TO DO:
Please read the excerpt on the immigration executive order and say what the President indicated had happened to his campaign idea of a temporary measure.

Segment Start: PAGE EXCERPT

In Fletcher, Marshall noted that such a mode of interpretation quickly takes a court into a realm in which it can find no clear, consistent, and compelling justifications for the exercise of its power. As he observed, if the improper intentions of the legislators are grounds on which to invalidate an act undoubtedly within the power of the legislature, then the court will be obliged to figure out to what extent such corruption must go in order to nullify the law. Must it be total corruption or just undue influence? Must it infect the whole majority that passed the law or just certain members of it? There are no certain legal answers to such questions.
These problems arise even in the case of a legal document like the current executive order on immigration, produced under the authority of a single person, the President. It is commonplace for the motives or intentions of even a single actor to be complex.
Even if one were to concede, for example, that President Trump on some level intended his executive order to act as a limited “Muslim ban,” it is obvious that he intended other things as well. He also surely intended to make the nation somewhat safer by more strictly regulating immigration from nations that have problems with terrorism. If courts go beyond the words of the order itself to find the “real” intention behind it, why should they privilege an intention they regard as unacceptable while discounting other intentions that are permissible?
In fact, no purely disinterested inquiry into the President’s personal motives could possibly prove that he intended the order to act as a “Muslim ban.” During the campaign, the President suggested the possibility of some such temporary measure. In the course of the campaign, however, he abandoned the idea and indicated that it had “evolved” into something else. And after being elected President, he issued the executive order itself—an act distinct from his campaign musings and one that, contrary to those musings, does not attempt to ban Muslims from entering the United States.

Segment End: PAGE EXCERPT
Segment Start: DATA RECORDS

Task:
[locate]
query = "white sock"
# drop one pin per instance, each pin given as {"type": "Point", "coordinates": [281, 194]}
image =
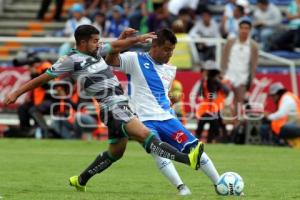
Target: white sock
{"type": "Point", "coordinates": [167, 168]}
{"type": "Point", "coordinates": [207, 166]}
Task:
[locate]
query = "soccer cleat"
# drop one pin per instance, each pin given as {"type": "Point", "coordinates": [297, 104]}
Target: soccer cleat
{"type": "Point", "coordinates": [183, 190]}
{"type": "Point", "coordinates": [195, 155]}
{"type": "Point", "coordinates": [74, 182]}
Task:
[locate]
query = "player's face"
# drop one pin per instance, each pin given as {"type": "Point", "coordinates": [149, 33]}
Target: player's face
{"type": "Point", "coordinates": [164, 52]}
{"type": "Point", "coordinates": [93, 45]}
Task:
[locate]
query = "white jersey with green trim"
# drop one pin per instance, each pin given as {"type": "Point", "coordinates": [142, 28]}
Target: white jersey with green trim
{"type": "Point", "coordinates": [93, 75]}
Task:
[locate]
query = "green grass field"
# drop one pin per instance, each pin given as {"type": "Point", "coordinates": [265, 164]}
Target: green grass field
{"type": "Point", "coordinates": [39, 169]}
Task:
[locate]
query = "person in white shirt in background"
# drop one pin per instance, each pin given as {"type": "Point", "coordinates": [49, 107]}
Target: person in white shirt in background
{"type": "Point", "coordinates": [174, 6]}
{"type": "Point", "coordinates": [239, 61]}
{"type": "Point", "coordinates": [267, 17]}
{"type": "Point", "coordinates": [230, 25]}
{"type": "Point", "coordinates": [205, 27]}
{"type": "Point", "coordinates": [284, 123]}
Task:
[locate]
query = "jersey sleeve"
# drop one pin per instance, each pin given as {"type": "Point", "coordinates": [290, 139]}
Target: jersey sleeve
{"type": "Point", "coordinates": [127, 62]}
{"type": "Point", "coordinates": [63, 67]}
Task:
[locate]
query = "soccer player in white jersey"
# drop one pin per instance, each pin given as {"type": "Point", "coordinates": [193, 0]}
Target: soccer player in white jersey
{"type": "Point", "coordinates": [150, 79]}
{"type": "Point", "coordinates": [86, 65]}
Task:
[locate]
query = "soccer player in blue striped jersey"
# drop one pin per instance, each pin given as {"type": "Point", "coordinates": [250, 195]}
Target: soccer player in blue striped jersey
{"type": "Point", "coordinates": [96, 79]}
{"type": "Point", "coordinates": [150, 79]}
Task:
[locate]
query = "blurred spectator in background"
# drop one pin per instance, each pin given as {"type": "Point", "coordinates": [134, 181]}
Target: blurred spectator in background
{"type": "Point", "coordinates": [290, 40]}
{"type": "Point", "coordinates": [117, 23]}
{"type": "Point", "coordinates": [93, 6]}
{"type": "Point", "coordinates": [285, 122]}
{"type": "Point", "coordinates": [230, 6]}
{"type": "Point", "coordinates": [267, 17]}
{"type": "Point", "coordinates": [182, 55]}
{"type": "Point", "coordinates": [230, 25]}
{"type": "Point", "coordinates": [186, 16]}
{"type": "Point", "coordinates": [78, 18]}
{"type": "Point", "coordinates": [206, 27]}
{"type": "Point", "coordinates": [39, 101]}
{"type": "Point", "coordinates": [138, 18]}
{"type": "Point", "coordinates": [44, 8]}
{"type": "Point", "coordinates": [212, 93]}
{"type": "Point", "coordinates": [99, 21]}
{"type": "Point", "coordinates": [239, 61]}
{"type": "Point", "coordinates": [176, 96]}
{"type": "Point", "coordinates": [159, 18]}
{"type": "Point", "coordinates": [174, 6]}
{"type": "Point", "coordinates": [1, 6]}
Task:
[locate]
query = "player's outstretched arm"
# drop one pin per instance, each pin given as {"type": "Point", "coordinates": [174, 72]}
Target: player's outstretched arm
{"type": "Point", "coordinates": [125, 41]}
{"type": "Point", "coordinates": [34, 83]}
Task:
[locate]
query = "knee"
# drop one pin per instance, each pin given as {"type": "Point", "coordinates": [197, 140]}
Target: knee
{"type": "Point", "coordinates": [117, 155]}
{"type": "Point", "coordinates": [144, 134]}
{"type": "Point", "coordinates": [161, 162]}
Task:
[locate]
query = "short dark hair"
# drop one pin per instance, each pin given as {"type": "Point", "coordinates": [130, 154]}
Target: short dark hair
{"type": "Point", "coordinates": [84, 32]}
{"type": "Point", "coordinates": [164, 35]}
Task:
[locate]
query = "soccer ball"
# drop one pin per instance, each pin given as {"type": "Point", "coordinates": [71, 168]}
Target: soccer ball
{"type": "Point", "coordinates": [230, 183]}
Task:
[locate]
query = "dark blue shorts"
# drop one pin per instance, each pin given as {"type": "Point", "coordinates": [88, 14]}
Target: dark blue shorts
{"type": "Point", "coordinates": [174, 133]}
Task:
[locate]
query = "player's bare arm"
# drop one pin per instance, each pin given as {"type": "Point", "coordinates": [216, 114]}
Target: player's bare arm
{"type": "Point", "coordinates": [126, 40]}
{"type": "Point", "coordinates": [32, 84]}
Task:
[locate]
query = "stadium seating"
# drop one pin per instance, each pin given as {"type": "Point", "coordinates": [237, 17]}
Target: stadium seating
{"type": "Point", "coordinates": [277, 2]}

Segment End: DATA RECORDS
Segment Start: DATA RECORDS

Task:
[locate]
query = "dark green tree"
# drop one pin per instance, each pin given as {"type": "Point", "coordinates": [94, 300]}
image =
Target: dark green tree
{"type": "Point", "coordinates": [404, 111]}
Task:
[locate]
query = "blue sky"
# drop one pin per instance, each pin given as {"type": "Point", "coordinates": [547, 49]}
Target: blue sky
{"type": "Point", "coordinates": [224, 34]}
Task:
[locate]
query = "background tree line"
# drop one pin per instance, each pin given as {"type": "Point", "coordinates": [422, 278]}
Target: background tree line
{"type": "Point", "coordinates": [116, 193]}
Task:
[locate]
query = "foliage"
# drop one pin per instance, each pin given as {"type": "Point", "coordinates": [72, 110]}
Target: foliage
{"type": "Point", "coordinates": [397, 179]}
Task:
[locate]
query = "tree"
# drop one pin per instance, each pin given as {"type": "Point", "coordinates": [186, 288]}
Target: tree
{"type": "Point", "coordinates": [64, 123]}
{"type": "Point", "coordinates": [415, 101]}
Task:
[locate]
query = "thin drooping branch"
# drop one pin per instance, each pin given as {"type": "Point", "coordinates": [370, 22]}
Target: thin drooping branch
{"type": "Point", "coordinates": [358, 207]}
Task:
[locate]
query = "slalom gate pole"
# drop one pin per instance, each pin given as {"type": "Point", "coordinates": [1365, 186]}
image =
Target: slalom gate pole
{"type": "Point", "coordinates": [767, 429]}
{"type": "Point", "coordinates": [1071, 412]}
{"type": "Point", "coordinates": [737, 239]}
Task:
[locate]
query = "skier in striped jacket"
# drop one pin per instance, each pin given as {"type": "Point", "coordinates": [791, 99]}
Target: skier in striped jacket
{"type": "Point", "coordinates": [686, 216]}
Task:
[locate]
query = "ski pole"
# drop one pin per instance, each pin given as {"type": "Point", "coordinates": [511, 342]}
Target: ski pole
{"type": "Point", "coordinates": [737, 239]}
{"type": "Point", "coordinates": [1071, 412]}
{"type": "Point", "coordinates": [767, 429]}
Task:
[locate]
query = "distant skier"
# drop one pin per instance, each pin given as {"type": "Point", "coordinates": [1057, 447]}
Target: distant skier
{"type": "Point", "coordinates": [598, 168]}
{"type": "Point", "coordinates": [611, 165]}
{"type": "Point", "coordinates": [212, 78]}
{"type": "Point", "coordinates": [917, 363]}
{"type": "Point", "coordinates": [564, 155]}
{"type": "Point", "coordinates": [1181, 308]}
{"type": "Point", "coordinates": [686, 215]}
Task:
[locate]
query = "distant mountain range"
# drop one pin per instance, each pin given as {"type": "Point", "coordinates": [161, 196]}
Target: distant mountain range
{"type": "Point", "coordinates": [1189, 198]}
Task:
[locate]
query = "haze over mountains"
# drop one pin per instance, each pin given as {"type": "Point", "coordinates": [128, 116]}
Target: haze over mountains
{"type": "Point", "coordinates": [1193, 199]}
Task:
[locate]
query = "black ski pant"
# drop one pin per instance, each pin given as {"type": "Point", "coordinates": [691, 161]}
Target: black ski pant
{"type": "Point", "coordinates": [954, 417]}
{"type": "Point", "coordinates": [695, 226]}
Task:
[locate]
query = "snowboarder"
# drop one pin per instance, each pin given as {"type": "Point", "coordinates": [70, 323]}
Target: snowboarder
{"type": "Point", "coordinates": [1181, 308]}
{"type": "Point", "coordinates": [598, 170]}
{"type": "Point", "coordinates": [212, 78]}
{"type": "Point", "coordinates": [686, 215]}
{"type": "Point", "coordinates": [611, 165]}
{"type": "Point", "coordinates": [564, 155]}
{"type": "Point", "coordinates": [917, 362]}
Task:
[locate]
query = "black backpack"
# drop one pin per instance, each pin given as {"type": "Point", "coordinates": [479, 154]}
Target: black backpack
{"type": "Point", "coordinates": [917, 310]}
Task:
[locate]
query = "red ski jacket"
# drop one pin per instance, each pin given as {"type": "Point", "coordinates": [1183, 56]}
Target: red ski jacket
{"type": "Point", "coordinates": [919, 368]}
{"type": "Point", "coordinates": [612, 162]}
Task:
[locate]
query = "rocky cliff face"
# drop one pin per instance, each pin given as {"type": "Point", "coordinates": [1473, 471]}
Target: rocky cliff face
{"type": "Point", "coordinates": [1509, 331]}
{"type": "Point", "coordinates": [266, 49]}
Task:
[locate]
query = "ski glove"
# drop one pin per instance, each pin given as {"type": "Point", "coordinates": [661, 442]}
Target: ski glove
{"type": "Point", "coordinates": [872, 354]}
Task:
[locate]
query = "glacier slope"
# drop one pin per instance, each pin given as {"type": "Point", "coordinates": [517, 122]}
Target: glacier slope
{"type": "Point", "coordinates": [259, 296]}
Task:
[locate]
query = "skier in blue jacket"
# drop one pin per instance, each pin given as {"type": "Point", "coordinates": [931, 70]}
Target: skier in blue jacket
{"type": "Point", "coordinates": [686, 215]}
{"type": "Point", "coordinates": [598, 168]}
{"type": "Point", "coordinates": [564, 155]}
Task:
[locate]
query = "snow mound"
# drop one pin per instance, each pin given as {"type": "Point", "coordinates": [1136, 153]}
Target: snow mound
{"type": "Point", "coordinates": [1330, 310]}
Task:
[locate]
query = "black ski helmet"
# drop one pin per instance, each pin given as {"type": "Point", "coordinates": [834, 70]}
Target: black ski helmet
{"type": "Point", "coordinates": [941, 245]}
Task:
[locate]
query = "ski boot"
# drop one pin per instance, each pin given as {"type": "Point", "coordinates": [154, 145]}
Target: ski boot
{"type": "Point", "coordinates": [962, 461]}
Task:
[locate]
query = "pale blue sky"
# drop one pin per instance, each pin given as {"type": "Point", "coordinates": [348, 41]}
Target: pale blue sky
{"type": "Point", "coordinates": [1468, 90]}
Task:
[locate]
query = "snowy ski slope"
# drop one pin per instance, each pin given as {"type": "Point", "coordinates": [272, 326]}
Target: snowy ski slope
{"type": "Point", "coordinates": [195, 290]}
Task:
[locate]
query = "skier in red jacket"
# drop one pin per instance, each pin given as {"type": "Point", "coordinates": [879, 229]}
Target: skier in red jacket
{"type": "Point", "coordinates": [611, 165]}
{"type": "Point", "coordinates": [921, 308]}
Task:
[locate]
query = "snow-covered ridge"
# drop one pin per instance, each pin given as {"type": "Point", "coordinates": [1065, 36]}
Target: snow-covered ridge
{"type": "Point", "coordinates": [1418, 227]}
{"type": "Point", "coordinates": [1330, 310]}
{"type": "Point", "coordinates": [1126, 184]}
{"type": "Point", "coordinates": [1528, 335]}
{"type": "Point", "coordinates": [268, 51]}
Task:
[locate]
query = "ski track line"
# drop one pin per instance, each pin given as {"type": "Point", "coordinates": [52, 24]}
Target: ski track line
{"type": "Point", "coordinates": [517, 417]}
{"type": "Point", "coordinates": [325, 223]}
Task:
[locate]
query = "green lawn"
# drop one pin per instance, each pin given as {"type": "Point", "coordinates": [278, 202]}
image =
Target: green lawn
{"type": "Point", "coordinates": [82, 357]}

Segment End: DATA RECORDS

RESPONSE AREA:
He indicated that it had "evolved" into something else.